(Ordem de tarefa 1)
Segundo o trecho da página, em que rio será instalada a hidrelétrica de Belo Monte?
(Ordem de tarefa 2)
Copie fielmente uma parte do trecho da página: comece nas palavras que contêm "Quando Dilma Rousseff" e pare depois de "de cinquenta anos.".
(Ordem de tarefa 3)
Diga se cada afirmação concorda com o trecho da página. Responda sim ou não e cite as palavras decisivas do texto: (a) Belo Monte levará riqueza para a região onde será instalada. (b) As famílias do Brasil abandonado têm dez ou mais filhos. (c) A opção de Lula foi gerar energia na região sul.

(Trecho da página)
================================
Quando Dilma Rousseff venceu as eleições para presidente da república afirmamos que quem vencia, na verdade, era o Capital, os Ruralistas e o Desenvolvimentismo. Existem dois Brasis em nosso país: um moderno, capitaneado por São Paulo e os estados do sul, consumistas, ávidos por energia. sofisticados e detentores dos melhores indicadores de qualidade de vida; outro esquecido por todos nos mais remotos rincões, vivendo em condições que o "sul maravilha" já se esqueceu que existiam há mais de cinquenta anos.
Este Brasil abandonado é habitado por quilombolas, indígenas, sertanejos, pescadores, pequenos grupos familiares que vivem uma economia de subsistência e não conhecem as "maravilhas" da civilização: televisão, cinema, teatro, internet, geladeira, ar condicionado, restaurantes, espetáculos... também não conhecem os preservativos e suas famílias tem dez ou mais filhos, que ajudam na economia familiar desde tenra idade.
A opção de Lula - e agora de Dilma - foi de gerar energia na região norte (onde a pobreza e essas condições que relatamos prevalecem) para ser consumida nos grandes centros urbanos e industriais do país. Ou seja, essas populações esquecidas serão penalizadas para que nós, os bem-aventurados, possamos continuar desperdiçando dinheiro público, sucateando produtos de última geração, consumindo artigos supérfluos, produzindo lixo e semeando a desgraça na Natureza: desmatamento, monóxido e dióxido de carbono, gás metano, assoreamento de rios, desabamento de morros, descaracterização do meio ambiente.
Belo Monte é uma dessas hidrelétricas que será instalada na região norte, no rio Xingu, causando a inundação de imensas áreas de floresta nativa e terras indígenas, não levando nenhuma riqueza para essa região, mas levando desgraça à população pobre e desamparada que lá sobrevive à míngua. Não bastasse isso, Belo Monte produzirá onze milhões de KWA no período das cheias e uma insignificância na época do estio; causará o assoreamento do Xingu depois da barragem e impedirá a piracema das espécies migratórias; exigirá imenso investimento na transmissão de energia aos centros consumidores; e criará um câncer que, aos poucos, irá produzir o desaparecimento de toda floresta e seus habitantes, animais e humanos.
================================
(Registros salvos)

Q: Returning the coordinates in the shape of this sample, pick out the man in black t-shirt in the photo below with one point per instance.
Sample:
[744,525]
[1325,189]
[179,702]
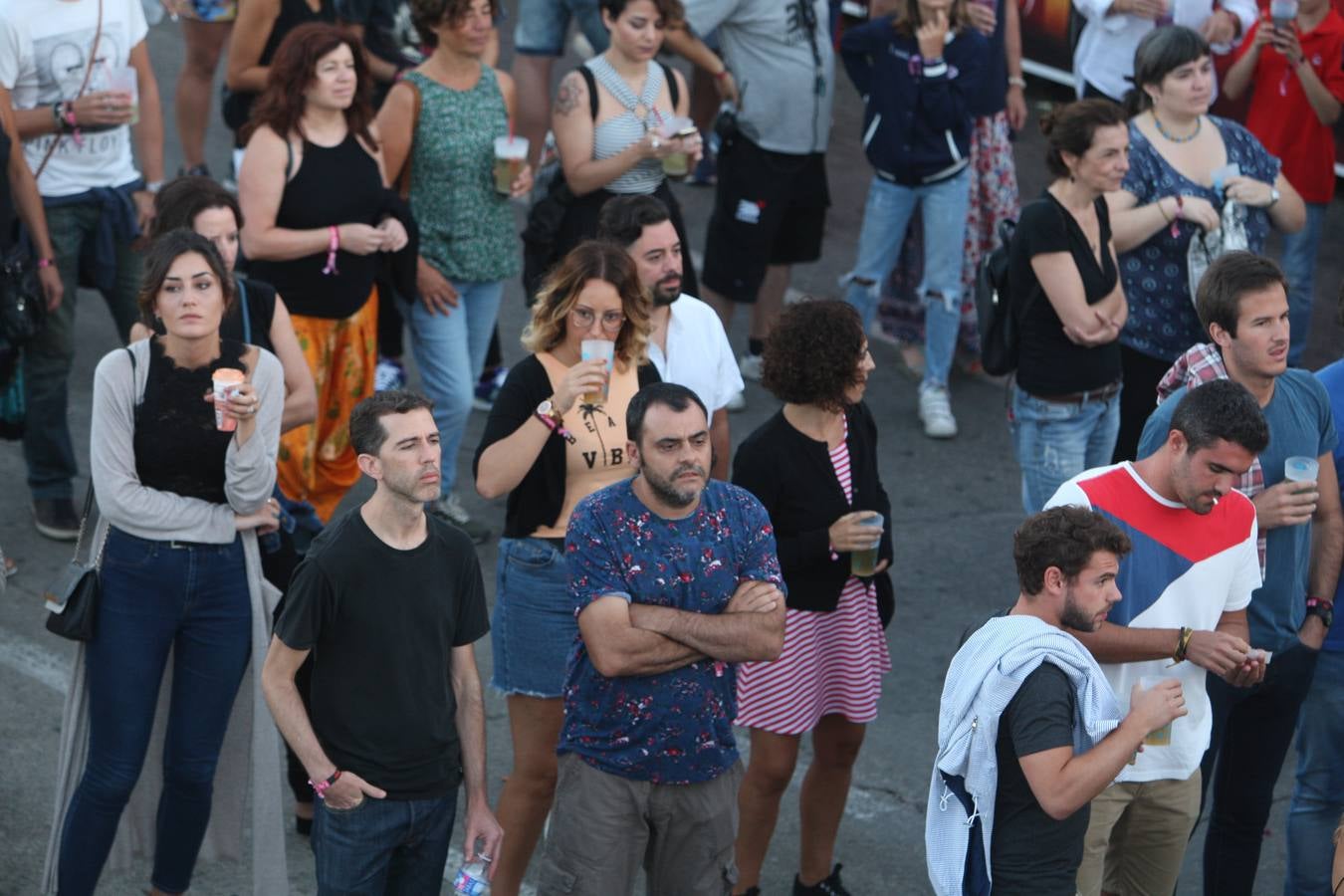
================================
(Campo de resposta 1)
No rio Xingu.

(Campo de resposta 2)
Quando Dilma Rousseff venceu as eleições para presidente da república afirmamos que quem vencia, na verdade, era o Capital, os Ruralistas e o Desenvolvimentismo. Existem dois Brasis em nosso país: um moderno, capitaneado por São Paulo e os estados do sul, consumistas, ávidos por energia. sofisticados e detentores dos melhores indicadores de qualidade de vida; outro esquecido por todos nos mais remotos rincões, vivendo em condições que o "sul maravilha" já se esqueceu que existiam há mais de cinquenta anos.

(Campo de resposta 3)
(a) Não: "não levando nenhuma riqueza para essa região".
(b) Sim: "suas famílias tem dez ou mais filhos".
(c) Não: "foi de gerar energia na região norte".